┌─ Passage shown
For there are some eunuchs, which were so born from their mother's womb: and there are some eunuchs, which were made eunuchs of men: and there be eunuchs, which have made themselves eunuchs for the kingdom of heaven's sake. He that is able to receive it, let him receive it.

Ver. 12. Which were so born] Of a frigid constitution of body, and unapt for generation. This is not continence, but impotence, effeminacy, a defect in nature.

Which were made eunuchs of men] Evirati, bereft of manhood, as in the court of Persia of old, and of Turkey at this day, where Christians' children are not gelded only, but deprived of all their genitals, supplying the uses of nature with a silver quill; which inhuman custom was brought in among them by Selymus II out of jealousy lest his eunuchs were not so chaste as they should have been in keeping their ladies' beds. For though made eunuchs by men, yet are they not without their fleshly concupiscences, yea, they are magni amatores mulierum, as she in Terence saith.
└─
◆ **What the exercise asks**:
From the commentary on eunuchs above, set down word for word the part that opens with the words containing "Which were made eunuchs of men]" and closes with "in Terence saith.".
┌─ Supplied information
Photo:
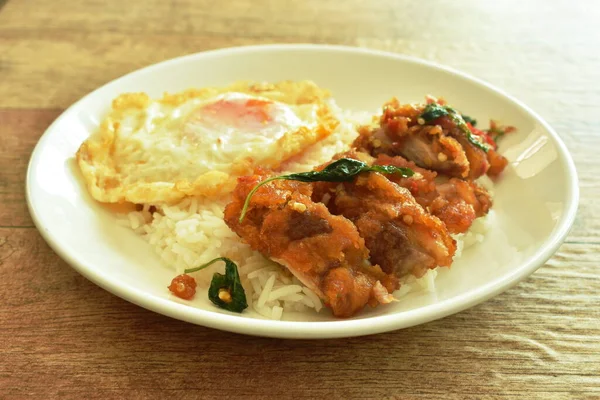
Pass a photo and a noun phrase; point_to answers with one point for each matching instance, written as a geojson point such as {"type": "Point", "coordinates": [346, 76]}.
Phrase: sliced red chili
{"type": "Point", "coordinates": [183, 286]}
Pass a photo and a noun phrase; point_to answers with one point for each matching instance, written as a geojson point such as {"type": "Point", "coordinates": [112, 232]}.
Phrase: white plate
{"type": "Point", "coordinates": [535, 203]}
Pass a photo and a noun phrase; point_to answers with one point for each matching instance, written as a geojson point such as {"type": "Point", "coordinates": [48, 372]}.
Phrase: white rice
{"type": "Point", "coordinates": [193, 232]}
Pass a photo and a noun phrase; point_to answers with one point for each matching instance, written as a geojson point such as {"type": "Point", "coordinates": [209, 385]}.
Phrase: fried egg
{"type": "Point", "coordinates": [196, 143]}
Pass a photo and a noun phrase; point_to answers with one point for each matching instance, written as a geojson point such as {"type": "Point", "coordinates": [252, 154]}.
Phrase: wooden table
{"type": "Point", "coordinates": [61, 336]}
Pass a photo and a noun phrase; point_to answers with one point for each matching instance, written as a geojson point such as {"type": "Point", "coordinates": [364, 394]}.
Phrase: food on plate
{"type": "Point", "coordinates": [456, 202]}
{"type": "Point", "coordinates": [197, 142]}
{"type": "Point", "coordinates": [401, 236]}
{"type": "Point", "coordinates": [325, 252]}
{"type": "Point", "coordinates": [304, 204]}
{"type": "Point", "coordinates": [434, 136]}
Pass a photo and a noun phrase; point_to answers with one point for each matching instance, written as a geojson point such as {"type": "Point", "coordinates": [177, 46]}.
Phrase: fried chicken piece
{"type": "Point", "coordinates": [456, 202]}
{"type": "Point", "coordinates": [401, 236]}
{"type": "Point", "coordinates": [438, 145]}
{"type": "Point", "coordinates": [324, 251]}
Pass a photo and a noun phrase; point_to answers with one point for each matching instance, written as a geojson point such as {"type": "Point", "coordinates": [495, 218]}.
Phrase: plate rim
{"type": "Point", "coordinates": [318, 329]}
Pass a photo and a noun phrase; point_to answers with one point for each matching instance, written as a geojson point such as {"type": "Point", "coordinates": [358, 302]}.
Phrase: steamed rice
{"type": "Point", "coordinates": [193, 232]}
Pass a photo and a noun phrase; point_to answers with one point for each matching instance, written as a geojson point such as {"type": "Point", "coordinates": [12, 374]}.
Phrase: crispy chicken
{"type": "Point", "coordinates": [401, 236]}
{"type": "Point", "coordinates": [455, 201]}
{"type": "Point", "coordinates": [438, 145]}
{"type": "Point", "coordinates": [324, 251]}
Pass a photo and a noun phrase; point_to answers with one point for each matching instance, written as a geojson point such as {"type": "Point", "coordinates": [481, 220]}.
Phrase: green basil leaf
{"type": "Point", "coordinates": [225, 291]}
{"type": "Point", "coordinates": [342, 170]}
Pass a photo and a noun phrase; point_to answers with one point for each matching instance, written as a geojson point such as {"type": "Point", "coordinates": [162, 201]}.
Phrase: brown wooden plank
{"type": "Point", "coordinates": [539, 337]}
{"type": "Point", "coordinates": [19, 133]}
{"type": "Point", "coordinates": [63, 337]}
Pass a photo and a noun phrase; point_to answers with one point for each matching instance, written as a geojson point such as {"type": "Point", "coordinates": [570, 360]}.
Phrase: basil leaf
{"type": "Point", "coordinates": [342, 170]}
{"type": "Point", "coordinates": [469, 120]}
{"type": "Point", "coordinates": [433, 111]}
{"type": "Point", "coordinates": [225, 291]}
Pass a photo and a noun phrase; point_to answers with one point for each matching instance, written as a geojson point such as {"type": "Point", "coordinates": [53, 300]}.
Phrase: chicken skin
{"type": "Point", "coordinates": [324, 251]}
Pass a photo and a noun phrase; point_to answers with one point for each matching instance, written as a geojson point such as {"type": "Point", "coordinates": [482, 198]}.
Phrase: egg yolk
{"type": "Point", "coordinates": [238, 112]}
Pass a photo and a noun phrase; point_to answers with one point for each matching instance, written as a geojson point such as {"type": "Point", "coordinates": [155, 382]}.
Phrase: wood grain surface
{"type": "Point", "coordinates": [63, 337]}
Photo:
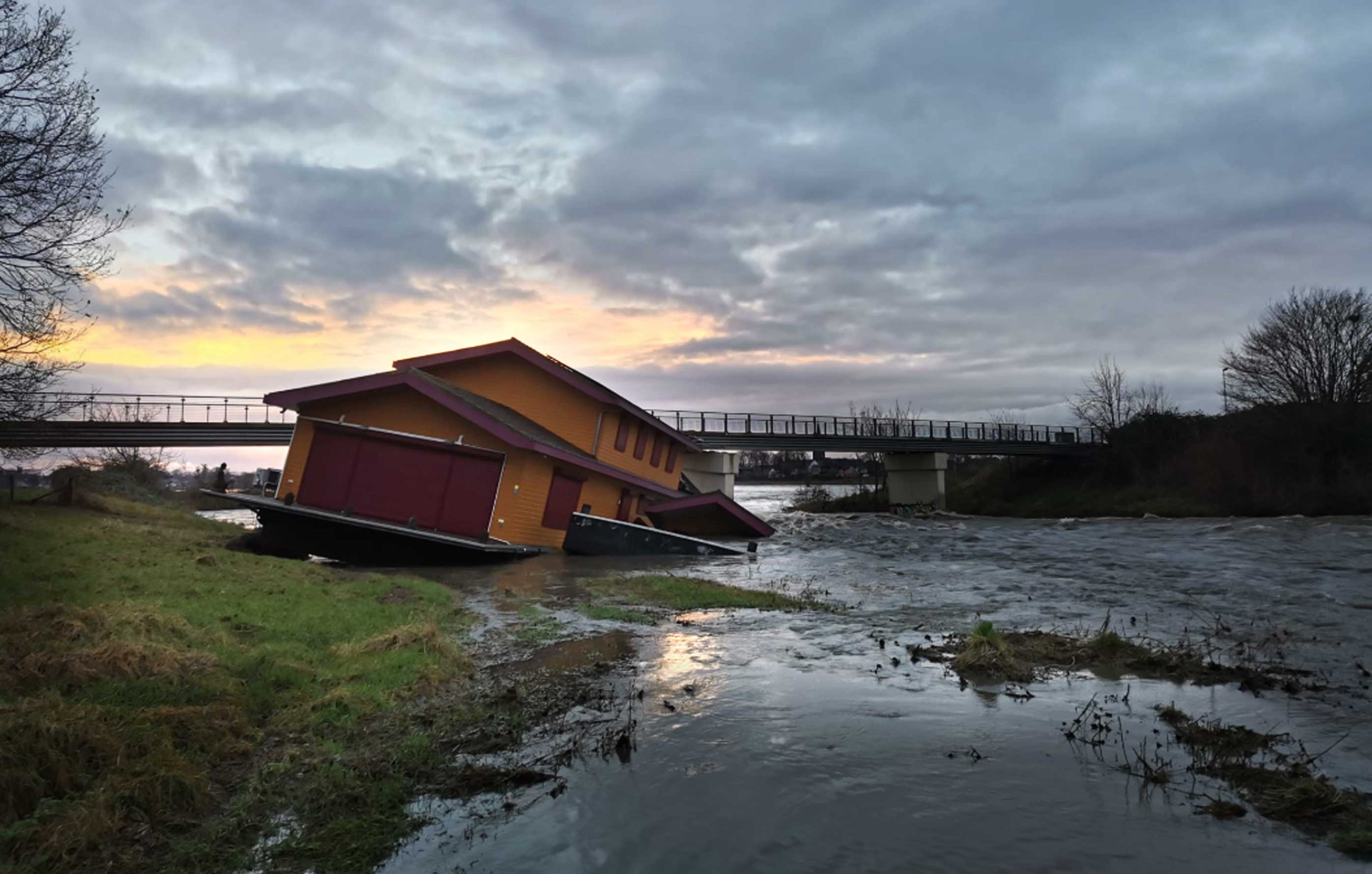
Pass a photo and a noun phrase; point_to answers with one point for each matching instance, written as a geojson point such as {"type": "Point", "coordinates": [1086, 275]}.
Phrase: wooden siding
{"type": "Point", "coordinates": [525, 389]}
{"type": "Point", "coordinates": [561, 409]}
{"type": "Point", "coordinates": [525, 485]}
{"type": "Point", "coordinates": [625, 459]}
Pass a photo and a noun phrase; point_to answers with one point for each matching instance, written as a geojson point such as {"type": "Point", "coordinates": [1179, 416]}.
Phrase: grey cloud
{"type": "Point", "coordinates": [984, 195]}
{"type": "Point", "coordinates": [177, 309]}
{"type": "Point", "coordinates": [228, 109]}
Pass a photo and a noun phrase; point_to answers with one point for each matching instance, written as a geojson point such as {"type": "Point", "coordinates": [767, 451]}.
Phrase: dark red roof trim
{"type": "Point", "coordinates": [554, 367]}
{"type": "Point", "coordinates": [294, 397]}
{"type": "Point", "coordinates": [712, 498]}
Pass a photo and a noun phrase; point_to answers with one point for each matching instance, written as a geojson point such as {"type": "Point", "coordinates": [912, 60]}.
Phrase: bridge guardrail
{"type": "Point", "coordinates": [787, 424]}
{"type": "Point", "coordinates": [122, 408]}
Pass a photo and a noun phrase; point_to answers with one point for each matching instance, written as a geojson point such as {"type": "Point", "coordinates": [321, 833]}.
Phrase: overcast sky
{"type": "Point", "coordinates": [767, 206]}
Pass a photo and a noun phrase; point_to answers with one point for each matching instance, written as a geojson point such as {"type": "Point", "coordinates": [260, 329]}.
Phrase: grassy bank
{"type": "Point", "coordinates": [162, 699]}
{"type": "Point", "coordinates": [821, 500]}
{"type": "Point", "coordinates": [167, 704]}
{"type": "Point", "coordinates": [1038, 490]}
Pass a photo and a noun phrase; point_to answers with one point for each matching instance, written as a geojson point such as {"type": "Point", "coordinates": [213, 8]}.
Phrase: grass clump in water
{"type": "Point", "coordinates": [987, 654]}
{"type": "Point", "coordinates": [611, 612]}
{"type": "Point", "coordinates": [693, 593]}
{"type": "Point", "coordinates": [1279, 787]}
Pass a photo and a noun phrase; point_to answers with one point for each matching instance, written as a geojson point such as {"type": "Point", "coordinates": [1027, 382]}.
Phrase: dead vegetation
{"type": "Point", "coordinates": [1278, 777]}
{"type": "Point", "coordinates": [988, 655]}
{"type": "Point", "coordinates": [82, 781]}
{"type": "Point", "coordinates": [427, 636]}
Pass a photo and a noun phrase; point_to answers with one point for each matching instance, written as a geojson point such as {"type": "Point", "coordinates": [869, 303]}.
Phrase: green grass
{"type": "Point", "coordinates": [161, 698]}
{"type": "Point", "coordinates": [986, 630]}
{"type": "Point", "coordinates": [611, 612]}
{"type": "Point", "coordinates": [691, 593]}
{"type": "Point", "coordinates": [537, 626]}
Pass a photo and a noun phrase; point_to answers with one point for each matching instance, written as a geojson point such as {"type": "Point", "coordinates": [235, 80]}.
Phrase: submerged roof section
{"type": "Point", "coordinates": [711, 514]}
{"type": "Point", "coordinates": [497, 419]}
{"type": "Point", "coordinates": [556, 368]}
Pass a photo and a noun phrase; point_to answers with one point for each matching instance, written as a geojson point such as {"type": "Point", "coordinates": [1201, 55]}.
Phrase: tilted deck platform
{"type": "Point", "coordinates": [313, 526]}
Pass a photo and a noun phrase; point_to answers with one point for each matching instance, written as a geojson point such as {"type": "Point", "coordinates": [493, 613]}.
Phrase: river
{"type": "Point", "coordinates": [797, 754]}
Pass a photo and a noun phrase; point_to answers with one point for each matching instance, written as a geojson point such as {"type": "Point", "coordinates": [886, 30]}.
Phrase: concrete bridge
{"type": "Point", "coordinates": [915, 450]}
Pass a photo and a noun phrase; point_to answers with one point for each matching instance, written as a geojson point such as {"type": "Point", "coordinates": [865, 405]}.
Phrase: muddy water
{"type": "Point", "coordinates": [799, 754]}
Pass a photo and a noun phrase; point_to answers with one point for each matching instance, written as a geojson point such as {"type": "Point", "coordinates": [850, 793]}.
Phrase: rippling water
{"type": "Point", "coordinates": [796, 755]}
└─
◆ **Response to this task**:
Which were made eunuchs of men] Evirati, bereft of manhood, as in the court of Persia of old, and of Turkey at this day, where Christians' children are not gelded only, but deprived of all their genitals, supplying the uses of nature with a silver quill; which inhuman custom was brought in among them by Selymus II out of jealousy lest his eunuchs were not so chaste as they should have been in keeping their ladies' beds. For though made eunuchs by men, yet are they not without their fleshly concupiscences, yea, they are magni amatores mulierum, as she in Terence saith.